**Task instructions**
Retype every one of the lines below word for word, changing nothing.

• • • • •

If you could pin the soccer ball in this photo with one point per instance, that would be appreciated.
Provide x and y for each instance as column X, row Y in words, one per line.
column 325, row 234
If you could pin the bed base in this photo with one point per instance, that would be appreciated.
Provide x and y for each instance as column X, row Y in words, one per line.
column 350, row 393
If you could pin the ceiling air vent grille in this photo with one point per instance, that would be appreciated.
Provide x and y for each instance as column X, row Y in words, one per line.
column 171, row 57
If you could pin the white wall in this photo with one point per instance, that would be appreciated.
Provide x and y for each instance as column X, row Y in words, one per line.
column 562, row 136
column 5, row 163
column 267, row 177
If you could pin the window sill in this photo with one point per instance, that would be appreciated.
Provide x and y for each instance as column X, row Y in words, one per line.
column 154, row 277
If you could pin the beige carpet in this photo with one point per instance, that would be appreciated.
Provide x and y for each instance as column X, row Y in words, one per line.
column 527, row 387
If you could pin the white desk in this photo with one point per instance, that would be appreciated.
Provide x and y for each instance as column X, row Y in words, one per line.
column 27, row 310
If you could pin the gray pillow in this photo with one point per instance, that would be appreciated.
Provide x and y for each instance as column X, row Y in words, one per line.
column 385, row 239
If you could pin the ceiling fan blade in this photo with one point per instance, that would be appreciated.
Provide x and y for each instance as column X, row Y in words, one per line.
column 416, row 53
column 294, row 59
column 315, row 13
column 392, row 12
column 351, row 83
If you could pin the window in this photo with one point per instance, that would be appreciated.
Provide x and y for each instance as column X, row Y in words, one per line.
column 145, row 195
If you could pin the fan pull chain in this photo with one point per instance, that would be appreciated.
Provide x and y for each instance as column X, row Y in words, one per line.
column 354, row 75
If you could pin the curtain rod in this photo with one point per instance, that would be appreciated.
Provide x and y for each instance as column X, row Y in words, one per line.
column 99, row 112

• • • • •

**Solution to the problem**
If you could pin the soccer ball in this photo with one point per instance, that would be appreciated.
Provide x and y for each instance as column X, row Y in words, one per line.
column 325, row 234
If you could pin the bed base in this photo with one point per instance, that would be appreciated.
Provide x and y for each instance as column X, row Y in words, one per line.
column 350, row 393
If you could pin the ceiling air vent grille in this photo with one point per instance, that would be appreciated.
Provide x and y for each instance as column X, row Y in words, one per line.
column 171, row 57
If you could pin the white wall in this photo with one point per instance, that would be appreciated.
Provide x and y for each instance as column X, row Y in words, one per line.
column 562, row 136
column 5, row 163
column 267, row 177
If you could pin the window sill in this photo with one point per instance, that would be appreciated.
Provide x and y for each instance as column X, row Y in words, one per line.
column 154, row 277
If you could pin the beige carpet in this photo with one point per instance, that would be appreciated.
Provide x and y for each instance as column X, row Y in words, one per line.
column 527, row 387
If you could pin the white desk in this photo with one point per instance, that would be appreciated.
Provide x and y for each instance as column X, row Y in words, one per line.
column 27, row 310
If you could pin the gray pillow in this photo with one point per instance, that would be appreciated.
Provide x and y for each instance as column X, row Y in words, one per line.
column 385, row 239
If you could pin the ceiling fan blade in this photo with one point per instance, that would be appreciated.
Provide x and y for each instance as column X, row Y in words, one per line.
column 416, row 53
column 294, row 59
column 315, row 13
column 392, row 12
column 351, row 83
If you could pin the window in this photo with one point per instance, that would be appreciated.
Provide x and y for each instance as column X, row Y in words, one per line.
column 145, row 195
If you could pin the fan pull chain in this photo with one point per instance, that would be appreciated.
Provide x and y for each instance as column X, row Y in words, one per line.
column 354, row 75
If you could pin the curtain rod in this photo with one point per instance, that would be appreciated.
Provide x and y for each instance as column X, row Y in words, one per line.
column 99, row 112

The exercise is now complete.